- **Task instructions**
Please pick out and copy every line of the material below that contains the word "locomotive". Case counts.

- **Records for this task**

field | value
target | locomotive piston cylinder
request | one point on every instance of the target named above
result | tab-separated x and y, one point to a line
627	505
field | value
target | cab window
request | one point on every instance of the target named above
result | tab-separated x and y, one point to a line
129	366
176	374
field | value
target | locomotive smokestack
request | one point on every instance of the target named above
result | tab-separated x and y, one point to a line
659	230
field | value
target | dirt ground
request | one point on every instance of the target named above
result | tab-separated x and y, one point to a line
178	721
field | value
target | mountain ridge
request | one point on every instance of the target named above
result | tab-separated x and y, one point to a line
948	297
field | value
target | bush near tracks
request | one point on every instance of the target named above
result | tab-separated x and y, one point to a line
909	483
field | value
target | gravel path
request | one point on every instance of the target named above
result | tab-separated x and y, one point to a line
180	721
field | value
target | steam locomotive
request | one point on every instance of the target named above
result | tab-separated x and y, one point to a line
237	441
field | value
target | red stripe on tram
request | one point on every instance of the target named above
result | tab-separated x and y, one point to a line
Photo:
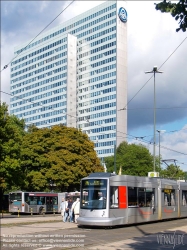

- **Solved problem**
target | locomotive piston cylinder
target | locomotive smokestack
target | steam locomotive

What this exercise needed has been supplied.